## begin Raw data

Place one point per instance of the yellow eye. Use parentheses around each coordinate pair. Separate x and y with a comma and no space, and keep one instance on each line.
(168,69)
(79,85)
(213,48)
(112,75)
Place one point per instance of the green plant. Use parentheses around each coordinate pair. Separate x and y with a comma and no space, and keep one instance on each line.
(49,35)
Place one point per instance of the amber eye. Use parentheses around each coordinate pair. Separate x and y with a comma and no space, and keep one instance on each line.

## end Raw data

● **Task goal**
Every entry above needs to be quoted exactly.

● **Answer to this exercise**
Place one point per instance of the yellow eye. Use parentheses around each coordinate pair. Separate x and y with a comma and no space, and keep one instance on each line.
(168,69)
(79,85)
(213,48)
(112,75)
Place one point per instance of the green plant. Use parentheses around each coordinate pair. Separate x and y with a comma and no space, and keep one instance on each line.
(49,35)
Place one point per instance of the amber eye. Use parentheses around each coordinate pair. Separate x and y with a comma and no space, and keep one instance on each line.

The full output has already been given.